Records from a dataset
***

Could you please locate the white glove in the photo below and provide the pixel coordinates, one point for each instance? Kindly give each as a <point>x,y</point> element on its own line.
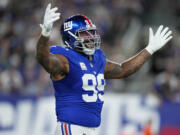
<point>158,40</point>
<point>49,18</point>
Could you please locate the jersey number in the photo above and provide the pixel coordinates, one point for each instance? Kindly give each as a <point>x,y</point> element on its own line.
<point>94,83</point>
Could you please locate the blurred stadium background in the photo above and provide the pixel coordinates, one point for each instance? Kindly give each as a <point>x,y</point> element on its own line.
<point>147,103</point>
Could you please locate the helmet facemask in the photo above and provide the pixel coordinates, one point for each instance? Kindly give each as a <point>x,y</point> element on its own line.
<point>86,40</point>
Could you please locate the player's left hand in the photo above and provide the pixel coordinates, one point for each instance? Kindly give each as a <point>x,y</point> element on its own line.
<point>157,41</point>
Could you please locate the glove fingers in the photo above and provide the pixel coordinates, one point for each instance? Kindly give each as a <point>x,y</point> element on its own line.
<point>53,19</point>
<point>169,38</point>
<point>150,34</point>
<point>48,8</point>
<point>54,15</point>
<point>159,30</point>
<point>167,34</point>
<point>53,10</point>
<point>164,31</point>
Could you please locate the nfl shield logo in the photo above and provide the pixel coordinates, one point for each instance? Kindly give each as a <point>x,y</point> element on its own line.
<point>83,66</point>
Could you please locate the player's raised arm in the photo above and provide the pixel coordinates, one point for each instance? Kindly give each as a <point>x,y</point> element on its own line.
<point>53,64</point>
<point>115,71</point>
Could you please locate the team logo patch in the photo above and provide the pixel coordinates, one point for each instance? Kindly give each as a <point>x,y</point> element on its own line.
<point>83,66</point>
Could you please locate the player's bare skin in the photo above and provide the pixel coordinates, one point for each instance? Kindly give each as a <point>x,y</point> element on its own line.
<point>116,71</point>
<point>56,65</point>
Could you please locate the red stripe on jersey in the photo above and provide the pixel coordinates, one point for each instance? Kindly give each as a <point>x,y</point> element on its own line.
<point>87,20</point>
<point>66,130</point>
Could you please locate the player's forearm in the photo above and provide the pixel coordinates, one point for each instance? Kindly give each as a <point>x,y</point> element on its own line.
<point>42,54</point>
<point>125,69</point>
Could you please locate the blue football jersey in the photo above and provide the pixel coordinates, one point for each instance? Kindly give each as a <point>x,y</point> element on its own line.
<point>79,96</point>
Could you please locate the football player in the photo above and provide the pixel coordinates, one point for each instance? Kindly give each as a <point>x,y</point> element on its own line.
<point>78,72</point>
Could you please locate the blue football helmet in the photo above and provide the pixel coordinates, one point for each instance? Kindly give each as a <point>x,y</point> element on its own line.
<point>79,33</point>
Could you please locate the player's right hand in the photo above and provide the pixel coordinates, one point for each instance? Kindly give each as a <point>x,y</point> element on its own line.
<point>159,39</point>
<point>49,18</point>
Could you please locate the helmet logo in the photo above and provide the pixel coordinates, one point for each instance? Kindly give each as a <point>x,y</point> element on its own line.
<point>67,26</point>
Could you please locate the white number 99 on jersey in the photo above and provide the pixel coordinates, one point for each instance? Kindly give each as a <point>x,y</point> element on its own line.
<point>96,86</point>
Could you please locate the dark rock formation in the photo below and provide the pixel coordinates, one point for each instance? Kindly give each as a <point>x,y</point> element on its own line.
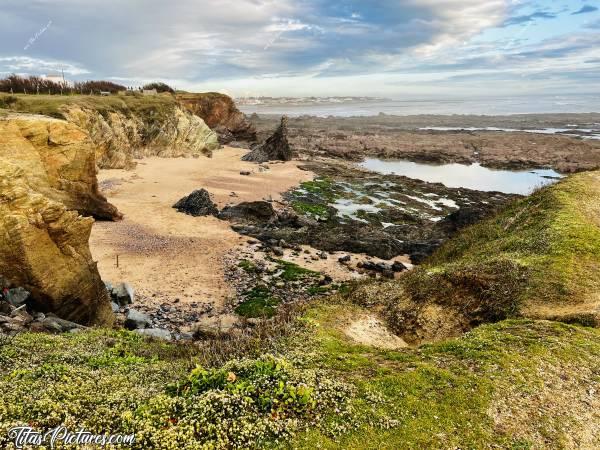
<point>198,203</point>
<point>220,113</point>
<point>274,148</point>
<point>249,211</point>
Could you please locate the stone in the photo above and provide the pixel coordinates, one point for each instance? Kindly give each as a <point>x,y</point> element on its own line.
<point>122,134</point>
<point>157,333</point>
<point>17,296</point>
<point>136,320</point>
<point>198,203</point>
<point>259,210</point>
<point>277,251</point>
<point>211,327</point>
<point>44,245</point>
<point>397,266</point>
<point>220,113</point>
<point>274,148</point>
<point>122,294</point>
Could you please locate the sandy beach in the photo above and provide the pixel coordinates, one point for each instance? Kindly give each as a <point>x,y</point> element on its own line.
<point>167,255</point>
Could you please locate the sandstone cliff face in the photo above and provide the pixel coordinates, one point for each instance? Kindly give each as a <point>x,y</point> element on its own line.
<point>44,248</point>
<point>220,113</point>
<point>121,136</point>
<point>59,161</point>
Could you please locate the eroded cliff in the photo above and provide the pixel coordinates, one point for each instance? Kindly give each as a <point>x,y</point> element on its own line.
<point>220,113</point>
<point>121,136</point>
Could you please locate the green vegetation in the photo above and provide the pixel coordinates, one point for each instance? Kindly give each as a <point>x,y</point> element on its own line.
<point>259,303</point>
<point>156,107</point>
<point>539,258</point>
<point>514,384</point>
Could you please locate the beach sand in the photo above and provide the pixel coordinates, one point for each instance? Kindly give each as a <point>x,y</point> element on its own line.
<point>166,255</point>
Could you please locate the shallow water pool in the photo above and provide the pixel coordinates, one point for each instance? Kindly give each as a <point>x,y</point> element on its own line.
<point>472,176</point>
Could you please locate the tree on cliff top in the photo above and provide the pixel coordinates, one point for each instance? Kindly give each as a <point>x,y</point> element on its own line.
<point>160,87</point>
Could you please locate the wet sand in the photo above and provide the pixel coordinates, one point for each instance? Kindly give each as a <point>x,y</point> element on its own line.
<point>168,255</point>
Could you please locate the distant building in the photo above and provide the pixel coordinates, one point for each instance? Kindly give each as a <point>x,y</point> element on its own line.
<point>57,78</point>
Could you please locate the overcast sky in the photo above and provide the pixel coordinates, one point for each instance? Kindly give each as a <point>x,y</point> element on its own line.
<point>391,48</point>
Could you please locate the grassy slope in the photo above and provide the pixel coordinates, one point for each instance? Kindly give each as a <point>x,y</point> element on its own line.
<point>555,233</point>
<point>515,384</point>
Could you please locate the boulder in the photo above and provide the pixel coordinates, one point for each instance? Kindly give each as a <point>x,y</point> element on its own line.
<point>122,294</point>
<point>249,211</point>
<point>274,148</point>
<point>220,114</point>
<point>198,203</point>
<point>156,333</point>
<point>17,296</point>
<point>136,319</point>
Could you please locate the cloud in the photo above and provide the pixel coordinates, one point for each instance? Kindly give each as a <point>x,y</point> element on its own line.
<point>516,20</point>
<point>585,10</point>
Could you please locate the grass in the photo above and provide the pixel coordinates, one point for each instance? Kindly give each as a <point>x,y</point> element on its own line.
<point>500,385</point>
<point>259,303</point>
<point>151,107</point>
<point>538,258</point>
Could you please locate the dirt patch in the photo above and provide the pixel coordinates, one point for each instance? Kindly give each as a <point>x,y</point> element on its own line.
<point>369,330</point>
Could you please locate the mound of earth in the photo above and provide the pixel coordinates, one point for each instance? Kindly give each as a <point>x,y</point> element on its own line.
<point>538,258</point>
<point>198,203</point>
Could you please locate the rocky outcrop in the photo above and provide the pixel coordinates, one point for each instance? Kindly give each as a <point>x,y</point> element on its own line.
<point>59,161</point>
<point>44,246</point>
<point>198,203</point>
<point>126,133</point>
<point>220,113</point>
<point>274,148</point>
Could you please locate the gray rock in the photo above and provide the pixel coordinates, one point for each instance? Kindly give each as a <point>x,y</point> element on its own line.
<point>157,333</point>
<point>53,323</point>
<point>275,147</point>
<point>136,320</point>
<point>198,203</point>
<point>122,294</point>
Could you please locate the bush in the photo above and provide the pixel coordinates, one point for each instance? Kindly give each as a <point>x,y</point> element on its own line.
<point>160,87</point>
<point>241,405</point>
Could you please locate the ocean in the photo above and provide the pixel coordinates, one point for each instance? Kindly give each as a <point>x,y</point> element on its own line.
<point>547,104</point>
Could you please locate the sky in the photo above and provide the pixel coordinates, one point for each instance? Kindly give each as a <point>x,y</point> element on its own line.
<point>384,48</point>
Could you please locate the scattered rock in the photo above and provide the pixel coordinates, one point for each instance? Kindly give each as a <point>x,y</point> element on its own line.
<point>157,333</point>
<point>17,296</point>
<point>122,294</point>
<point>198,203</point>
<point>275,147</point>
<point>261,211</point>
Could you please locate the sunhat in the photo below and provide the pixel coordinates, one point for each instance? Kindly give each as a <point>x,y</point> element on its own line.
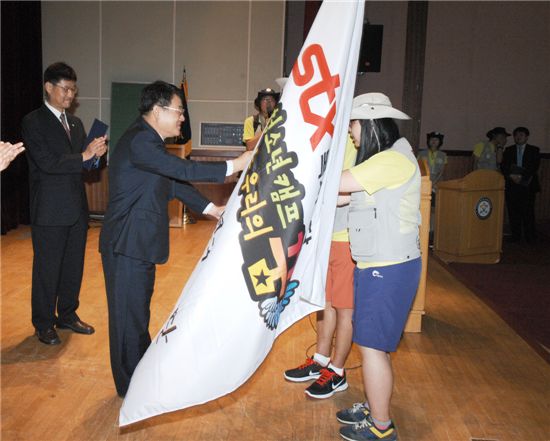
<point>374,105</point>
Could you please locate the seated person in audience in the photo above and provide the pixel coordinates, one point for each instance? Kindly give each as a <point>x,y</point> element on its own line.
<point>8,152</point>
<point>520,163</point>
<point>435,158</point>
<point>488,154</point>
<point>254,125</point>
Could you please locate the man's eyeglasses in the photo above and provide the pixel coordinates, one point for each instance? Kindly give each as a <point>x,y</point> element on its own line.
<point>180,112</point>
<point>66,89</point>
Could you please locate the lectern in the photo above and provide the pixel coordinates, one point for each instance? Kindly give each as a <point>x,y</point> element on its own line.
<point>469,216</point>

***

Exercise description => From the line holding "Could you please locate the man's" down to the final line above, quote every line exactly and only those lines.

Solution to this task =>
Could you please locate the man's eyeglasses in the photo above and provide the pixel coordinates, one point for each instance? Kindly give each as a <point>x,y</point> element on its own line.
<point>180,112</point>
<point>66,89</point>
Could you please locate the lectern in the photo above and provide the pixel coordinates, one point for each instance? Kindly give each as a <point>x,y</point> element on its own line.
<point>469,216</point>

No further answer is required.